DATA FOR PROCESSING:
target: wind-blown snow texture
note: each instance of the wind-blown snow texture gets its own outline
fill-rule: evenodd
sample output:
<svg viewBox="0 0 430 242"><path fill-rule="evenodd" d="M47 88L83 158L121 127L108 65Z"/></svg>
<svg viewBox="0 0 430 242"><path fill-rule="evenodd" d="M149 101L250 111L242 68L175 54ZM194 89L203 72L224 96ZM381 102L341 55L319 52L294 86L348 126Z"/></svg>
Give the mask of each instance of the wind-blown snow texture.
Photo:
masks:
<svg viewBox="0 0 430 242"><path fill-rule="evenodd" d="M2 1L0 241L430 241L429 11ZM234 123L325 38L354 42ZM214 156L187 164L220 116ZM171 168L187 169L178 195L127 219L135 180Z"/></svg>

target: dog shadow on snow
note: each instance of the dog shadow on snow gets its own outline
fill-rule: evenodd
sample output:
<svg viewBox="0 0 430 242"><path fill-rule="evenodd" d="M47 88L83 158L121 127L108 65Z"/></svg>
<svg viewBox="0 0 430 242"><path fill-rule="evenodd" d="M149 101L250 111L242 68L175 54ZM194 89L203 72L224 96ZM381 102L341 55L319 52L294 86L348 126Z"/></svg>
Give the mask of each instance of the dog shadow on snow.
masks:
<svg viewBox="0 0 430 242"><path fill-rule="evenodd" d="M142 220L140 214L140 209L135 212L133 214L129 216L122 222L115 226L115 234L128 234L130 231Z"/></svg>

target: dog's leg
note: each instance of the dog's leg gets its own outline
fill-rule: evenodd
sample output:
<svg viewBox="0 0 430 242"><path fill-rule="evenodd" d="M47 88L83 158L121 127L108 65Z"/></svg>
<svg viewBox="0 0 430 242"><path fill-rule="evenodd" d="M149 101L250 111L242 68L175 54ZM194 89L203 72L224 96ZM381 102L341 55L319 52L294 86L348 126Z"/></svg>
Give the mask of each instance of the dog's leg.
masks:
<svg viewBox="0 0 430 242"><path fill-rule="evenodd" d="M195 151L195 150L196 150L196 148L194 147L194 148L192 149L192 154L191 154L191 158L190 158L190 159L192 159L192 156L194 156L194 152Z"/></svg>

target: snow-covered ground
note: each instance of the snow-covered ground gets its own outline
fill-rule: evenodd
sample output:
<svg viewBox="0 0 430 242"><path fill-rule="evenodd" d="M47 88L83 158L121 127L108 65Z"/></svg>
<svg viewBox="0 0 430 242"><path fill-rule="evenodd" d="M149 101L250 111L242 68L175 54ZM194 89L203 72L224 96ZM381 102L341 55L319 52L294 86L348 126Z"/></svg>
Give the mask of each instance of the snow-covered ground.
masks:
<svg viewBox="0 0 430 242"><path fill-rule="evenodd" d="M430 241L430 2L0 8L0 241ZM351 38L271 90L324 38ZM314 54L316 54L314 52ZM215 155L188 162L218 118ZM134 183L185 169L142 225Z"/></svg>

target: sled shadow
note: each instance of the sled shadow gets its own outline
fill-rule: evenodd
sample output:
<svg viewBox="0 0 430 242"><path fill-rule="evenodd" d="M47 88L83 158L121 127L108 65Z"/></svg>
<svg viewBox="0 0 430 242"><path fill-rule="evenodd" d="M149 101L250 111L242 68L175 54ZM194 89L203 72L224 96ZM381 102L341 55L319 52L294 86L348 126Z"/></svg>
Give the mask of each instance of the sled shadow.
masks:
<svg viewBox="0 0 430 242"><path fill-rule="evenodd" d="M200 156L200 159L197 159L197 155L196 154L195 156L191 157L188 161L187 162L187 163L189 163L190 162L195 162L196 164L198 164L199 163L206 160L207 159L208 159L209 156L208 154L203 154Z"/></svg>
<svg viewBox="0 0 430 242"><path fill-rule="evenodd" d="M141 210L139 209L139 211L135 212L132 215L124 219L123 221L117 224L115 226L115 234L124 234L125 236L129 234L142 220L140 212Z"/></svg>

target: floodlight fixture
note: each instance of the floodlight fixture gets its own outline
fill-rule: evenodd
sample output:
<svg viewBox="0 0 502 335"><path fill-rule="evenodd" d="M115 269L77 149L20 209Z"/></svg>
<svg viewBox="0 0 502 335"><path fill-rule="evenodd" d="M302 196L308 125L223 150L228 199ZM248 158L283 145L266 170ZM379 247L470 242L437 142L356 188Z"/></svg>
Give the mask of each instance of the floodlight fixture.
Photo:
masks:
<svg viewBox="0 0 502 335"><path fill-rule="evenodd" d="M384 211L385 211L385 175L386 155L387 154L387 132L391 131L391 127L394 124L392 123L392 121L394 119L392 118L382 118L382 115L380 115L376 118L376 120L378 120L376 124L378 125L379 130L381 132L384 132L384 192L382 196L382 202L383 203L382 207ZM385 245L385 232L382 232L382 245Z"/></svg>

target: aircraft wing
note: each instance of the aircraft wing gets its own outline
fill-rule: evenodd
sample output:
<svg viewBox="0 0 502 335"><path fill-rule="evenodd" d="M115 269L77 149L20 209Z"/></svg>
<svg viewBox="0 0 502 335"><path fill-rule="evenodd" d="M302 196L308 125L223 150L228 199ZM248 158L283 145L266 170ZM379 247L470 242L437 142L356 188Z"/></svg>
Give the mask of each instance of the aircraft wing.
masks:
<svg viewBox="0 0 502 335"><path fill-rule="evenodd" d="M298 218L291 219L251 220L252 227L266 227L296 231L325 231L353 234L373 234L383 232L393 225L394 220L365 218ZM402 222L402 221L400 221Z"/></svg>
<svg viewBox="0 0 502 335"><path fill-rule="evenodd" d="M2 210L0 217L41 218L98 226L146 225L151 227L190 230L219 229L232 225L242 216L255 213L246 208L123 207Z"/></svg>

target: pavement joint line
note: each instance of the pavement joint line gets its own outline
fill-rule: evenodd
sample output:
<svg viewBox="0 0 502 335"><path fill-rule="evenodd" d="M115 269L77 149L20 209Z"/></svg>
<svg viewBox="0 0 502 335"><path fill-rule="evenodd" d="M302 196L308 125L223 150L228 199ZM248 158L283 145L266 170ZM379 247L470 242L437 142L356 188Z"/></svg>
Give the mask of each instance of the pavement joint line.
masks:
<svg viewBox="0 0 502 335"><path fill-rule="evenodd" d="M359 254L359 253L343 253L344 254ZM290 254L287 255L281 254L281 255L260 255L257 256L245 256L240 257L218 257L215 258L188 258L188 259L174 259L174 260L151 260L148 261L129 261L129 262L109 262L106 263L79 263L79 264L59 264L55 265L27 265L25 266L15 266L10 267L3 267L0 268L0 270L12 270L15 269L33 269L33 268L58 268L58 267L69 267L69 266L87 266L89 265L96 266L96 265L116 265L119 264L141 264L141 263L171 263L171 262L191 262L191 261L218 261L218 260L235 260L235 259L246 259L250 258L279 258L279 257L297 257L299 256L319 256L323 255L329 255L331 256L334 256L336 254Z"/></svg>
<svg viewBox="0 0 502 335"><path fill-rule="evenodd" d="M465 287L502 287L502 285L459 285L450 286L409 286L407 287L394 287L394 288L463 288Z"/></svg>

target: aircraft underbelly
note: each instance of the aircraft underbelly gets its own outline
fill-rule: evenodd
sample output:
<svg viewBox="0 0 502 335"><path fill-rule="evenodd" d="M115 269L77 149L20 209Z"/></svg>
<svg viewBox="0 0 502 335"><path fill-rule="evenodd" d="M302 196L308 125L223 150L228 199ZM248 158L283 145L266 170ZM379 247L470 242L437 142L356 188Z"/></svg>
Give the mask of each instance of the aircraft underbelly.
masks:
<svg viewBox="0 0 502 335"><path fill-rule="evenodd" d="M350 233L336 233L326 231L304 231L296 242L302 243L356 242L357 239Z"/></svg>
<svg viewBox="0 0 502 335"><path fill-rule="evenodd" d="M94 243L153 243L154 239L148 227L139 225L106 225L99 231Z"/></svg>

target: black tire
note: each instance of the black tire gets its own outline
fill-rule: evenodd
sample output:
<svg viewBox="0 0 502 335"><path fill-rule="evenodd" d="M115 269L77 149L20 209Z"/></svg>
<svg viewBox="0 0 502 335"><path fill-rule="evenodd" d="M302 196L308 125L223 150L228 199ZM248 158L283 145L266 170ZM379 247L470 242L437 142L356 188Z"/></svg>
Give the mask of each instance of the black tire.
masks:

WHAT THE EXERCISE ASKS: Rewrite the data from the line containing "target: sled shadow" through the line containing "210L139 209L139 211L135", both included, putting "shadow of the sled" wherever "sled shadow" appears and leaving everything else unchanged.

WRITTEN RESPONSE:
target: shadow of the sled
note: each instance of the shadow of the sled gets its own outline
fill-rule: evenodd
sample output:
<svg viewBox="0 0 430 242"><path fill-rule="evenodd" d="M47 88L83 158L121 127L108 65Z"/></svg>
<svg viewBox="0 0 430 242"><path fill-rule="evenodd" d="M149 101L250 111L242 68L175 54ZM194 89L203 72L224 96ZM381 102L341 55L319 52L294 86L348 126Z"/></svg>
Give the mask of each instance of the shadow of the sled.
masks:
<svg viewBox="0 0 430 242"><path fill-rule="evenodd" d="M200 156L200 159L197 159L197 155L196 154L195 156L191 157L188 161L187 162L187 163L189 163L190 162L195 162L196 164L198 164L199 163L206 160L207 159L208 159L209 156L208 154L203 154Z"/></svg>
<svg viewBox="0 0 430 242"><path fill-rule="evenodd" d="M141 210L139 209L139 211L135 212L132 215L124 219L123 221L117 224L115 226L115 234L124 234L125 236L129 234L142 220L140 212Z"/></svg>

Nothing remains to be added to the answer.